◆ Aim
Take the data below and repeat it exactly.
Data for processing start
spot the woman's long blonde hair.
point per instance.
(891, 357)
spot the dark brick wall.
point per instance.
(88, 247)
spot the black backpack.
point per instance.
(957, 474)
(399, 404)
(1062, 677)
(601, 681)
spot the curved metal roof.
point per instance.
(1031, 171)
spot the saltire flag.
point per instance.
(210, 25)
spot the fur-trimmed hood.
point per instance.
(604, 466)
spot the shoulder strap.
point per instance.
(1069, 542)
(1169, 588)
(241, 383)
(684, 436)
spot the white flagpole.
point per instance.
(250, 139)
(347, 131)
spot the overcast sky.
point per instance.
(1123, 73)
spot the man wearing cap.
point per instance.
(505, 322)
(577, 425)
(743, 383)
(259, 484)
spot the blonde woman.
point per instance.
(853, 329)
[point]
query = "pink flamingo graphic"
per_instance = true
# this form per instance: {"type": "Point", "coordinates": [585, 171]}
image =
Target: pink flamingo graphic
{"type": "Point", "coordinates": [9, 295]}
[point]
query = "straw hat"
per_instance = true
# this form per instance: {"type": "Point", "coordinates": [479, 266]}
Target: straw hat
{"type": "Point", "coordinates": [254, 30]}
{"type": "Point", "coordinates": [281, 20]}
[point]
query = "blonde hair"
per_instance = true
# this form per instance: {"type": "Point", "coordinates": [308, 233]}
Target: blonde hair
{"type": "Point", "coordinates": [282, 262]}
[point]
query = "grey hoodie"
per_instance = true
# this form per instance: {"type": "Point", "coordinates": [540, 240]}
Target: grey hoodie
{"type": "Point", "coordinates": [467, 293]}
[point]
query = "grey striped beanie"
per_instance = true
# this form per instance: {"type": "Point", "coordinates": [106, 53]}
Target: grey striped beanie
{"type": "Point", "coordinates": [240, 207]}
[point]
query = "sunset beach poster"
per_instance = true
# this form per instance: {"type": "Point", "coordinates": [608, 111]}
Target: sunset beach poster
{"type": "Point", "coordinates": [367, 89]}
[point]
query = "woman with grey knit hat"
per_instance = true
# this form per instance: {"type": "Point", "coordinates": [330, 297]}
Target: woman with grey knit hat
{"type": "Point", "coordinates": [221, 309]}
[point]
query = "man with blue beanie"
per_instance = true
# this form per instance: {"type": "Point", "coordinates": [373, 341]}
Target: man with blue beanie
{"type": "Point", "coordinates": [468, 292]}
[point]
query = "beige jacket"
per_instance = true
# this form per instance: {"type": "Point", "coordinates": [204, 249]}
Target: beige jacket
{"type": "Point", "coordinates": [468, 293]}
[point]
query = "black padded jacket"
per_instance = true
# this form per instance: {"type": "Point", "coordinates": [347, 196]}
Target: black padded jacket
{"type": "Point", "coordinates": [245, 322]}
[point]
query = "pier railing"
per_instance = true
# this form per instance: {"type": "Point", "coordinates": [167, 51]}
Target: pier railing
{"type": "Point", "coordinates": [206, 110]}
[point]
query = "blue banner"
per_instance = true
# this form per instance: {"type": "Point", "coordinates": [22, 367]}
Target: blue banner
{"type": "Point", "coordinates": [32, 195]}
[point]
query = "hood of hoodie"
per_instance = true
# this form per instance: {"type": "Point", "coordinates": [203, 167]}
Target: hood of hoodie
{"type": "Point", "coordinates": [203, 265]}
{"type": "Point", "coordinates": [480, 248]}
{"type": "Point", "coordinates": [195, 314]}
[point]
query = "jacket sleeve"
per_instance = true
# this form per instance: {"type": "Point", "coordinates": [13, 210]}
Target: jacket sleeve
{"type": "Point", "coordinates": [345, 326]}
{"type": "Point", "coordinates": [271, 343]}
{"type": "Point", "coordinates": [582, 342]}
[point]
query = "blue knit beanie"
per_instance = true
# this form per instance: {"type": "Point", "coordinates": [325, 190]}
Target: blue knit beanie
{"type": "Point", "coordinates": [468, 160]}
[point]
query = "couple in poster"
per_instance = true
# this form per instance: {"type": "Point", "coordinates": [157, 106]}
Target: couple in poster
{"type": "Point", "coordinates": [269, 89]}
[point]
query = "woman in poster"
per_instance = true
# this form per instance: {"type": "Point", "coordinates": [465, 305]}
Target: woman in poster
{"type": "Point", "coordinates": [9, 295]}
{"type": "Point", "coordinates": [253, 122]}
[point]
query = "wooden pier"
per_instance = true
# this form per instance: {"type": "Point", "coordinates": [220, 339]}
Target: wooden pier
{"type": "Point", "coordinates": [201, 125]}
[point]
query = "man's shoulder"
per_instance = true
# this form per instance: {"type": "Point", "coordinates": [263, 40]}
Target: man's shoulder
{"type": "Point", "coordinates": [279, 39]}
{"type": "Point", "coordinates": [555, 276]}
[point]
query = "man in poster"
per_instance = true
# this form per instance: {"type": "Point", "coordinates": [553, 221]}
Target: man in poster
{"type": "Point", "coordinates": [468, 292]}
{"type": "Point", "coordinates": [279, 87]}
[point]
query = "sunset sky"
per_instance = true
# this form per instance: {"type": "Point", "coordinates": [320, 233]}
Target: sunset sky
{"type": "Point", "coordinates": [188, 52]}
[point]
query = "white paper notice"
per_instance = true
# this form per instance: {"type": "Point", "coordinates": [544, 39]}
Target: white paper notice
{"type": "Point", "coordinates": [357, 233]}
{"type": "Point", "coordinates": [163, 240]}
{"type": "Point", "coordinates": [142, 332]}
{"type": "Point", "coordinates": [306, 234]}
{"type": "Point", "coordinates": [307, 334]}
Data for processing end
◆ Answer in full
spot the woman's long blonde hair.
point per instance.
(891, 357)
spot the dark brick wall.
point per instance.
(88, 247)
spot the black backpack.
point per instance.
(957, 474)
(399, 404)
(1062, 677)
(601, 681)
spot the curved metal roof.
point per instance.
(1031, 171)
spot the saltire flag.
point per instance.
(210, 25)
spot the fur-trimmed hood.
point per instance.
(604, 466)
spot the shoulder strap.
point per instance.
(1069, 542)
(1169, 588)
(241, 383)
(684, 436)
spot the white flagpole.
point per instance.
(250, 139)
(347, 131)
spot the overcast sky.
point per instance.
(1123, 73)
spot the man wearing cap.
point per instance.
(505, 322)
(577, 425)
(743, 383)
(259, 484)
spot the blonde woman.
point per instance.
(853, 329)
[point]
query = "pink flamingo graphic"
per_instance = true
# this form per instance: {"type": "Point", "coordinates": [585, 171]}
image =
Target: pink flamingo graphic
{"type": "Point", "coordinates": [9, 295]}
[point]
query = "straw hat"
per_instance = true
# this form per instance: {"type": "Point", "coordinates": [479, 266]}
Target: straw hat
{"type": "Point", "coordinates": [254, 30]}
{"type": "Point", "coordinates": [281, 20]}
[point]
query = "blonde hair"
per_instance = true
# this form per instance: {"type": "Point", "coordinates": [308, 233]}
Target: blonde hair
{"type": "Point", "coordinates": [282, 262]}
[point]
query = "grey hoodie"
per_instance = true
# this form per instance: {"type": "Point", "coordinates": [540, 240]}
Target: grey hoodie
{"type": "Point", "coordinates": [467, 293]}
[point]
query = "grey striped beanie"
per_instance = true
# this form per instance: {"type": "Point", "coordinates": [106, 53]}
Target: grey striped beanie
{"type": "Point", "coordinates": [240, 207]}
[point]
query = "sunset beach poster"
per_instance = true
# this form per instance: {"type": "Point", "coordinates": [608, 111]}
Target: sunset beach poster
{"type": "Point", "coordinates": [367, 89]}
[point]
query = "woman with grey knit hat"
per_instance = true
# this form per instance: {"type": "Point", "coordinates": [330, 297]}
Target: woman with grey knit hat
{"type": "Point", "coordinates": [221, 309]}
[point]
query = "man with blue beanie"
per_instance = true
# this form per instance: {"type": "Point", "coordinates": [373, 341]}
Target: man with blue beanie
{"type": "Point", "coordinates": [468, 292]}
[point]
query = "beige jacket"
per_instance = true
# this form per instance: {"type": "Point", "coordinates": [204, 249]}
Target: beige jacket
{"type": "Point", "coordinates": [468, 293]}
[point]
query = "black padded jacket"
per_instance = true
# this form per instance: {"type": "Point", "coordinates": [347, 196]}
Target: black padded jacket
{"type": "Point", "coordinates": [245, 322]}
[point]
query = "pier railing"
per_instance = true
# this form per instance: {"type": "Point", "coordinates": [167, 51]}
Target: pier railing
{"type": "Point", "coordinates": [206, 110]}
[point]
query = "blue banner"
per_instance = true
# this form per instance: {"type": "Point", "coordinates": [22, 367]}
Target: blue banner
{"type": "Point", "coordinates": [32, 195]}
[point]
query = "hood of hoodie"
per_instance = true
# this form per instance: {"type": "Point", "coordinates": [203, 167]}
Target: hood of hoodie
{"type": "Point", "coordinates": [203, 265]}
{"type": "Point", "coordinates": [480, 248]}
{"type": "Point", "coordinates": [195, 314]}
[point]
query = "jacket sleeve"
per_instance = true
# this form per instance: {"type": "Point", "coordinates": [13, 210]}
Target: jacket sleeve
{"type": "Point", "coordinates": [345, 326]}
{"type": "Point", "coordinates": [271, 343]}
{"type": "Point", "coordinates": [582, 342]}
[point]
query = "blue knit beanie"
per_instance = true
# this form per instance: {"type": "Point", "coordinates": [325, 190]}
Target: blue knit beanie
{"type": "Point", "coordinates": [468, 160]}
[point]
query = "couple in poster"
per_instance = true
# this form per instance: {"type": "Point", "coordinates": [157, 106]}
Target: couple in poster
{"type": "Point", "coordinates": [269, 89]}
[point]
query = "woman in poster"
per_instance = true
# this form per instance: {"type": "Point", "coordinates": [465, 305]}
Target: woman in poster
{"type": "Point", "coordinates": [9, 295]}
{"type": "Point", "coordinates": [253, 122]}
[point]
query = "wooden pier"
per_instance = true
# this form per instance: {"type": "Point", "coordinates": [220, 339]}
Target: wooden pier
{"type": "Point", "coordinates": [201, 125]}
[point]
query = "man's shoulder"
per_instance = true
# this form per instance: {"type": "Point", "coordinates": [263, 40]}
Target: man's shoulder
{"type": "Point", "coordinates": [279, 39]}
{"type": "Point", "coordinates": [555, 276]}
[point]
query = "man in poster"
per_instance = true
# this form per instance: {"type": "Point", "coordinates": [553, 221]}
Target: man in poster
{"type": "Point", "coordinates": [468, 292]}
{"type": "Point", "coordinates": [279, 87]}
[point]
query = "sunset sky"
per_instance = true
# this form per instance: {"type": "Point", "coordinates": [320, 233]}
Target: sunset sky
{"type": "Point", "coordinates": [188, 52]}
[point]
query = "white paper notice"
per_instance = true
# this form per instance: {"type": "Point", "coordinates": [544, 39]}
Target: white paper notice
{"type": "Point", "coordinates": [357, 233]}
{"type": "Point", "coordinates": [163, 240]}
{"type": "Point", "coordinates": [142, 332]}
{"type": "Point", "coordinates": [306, 234]}
{"type": "Point", "coordinates": [307, 334]}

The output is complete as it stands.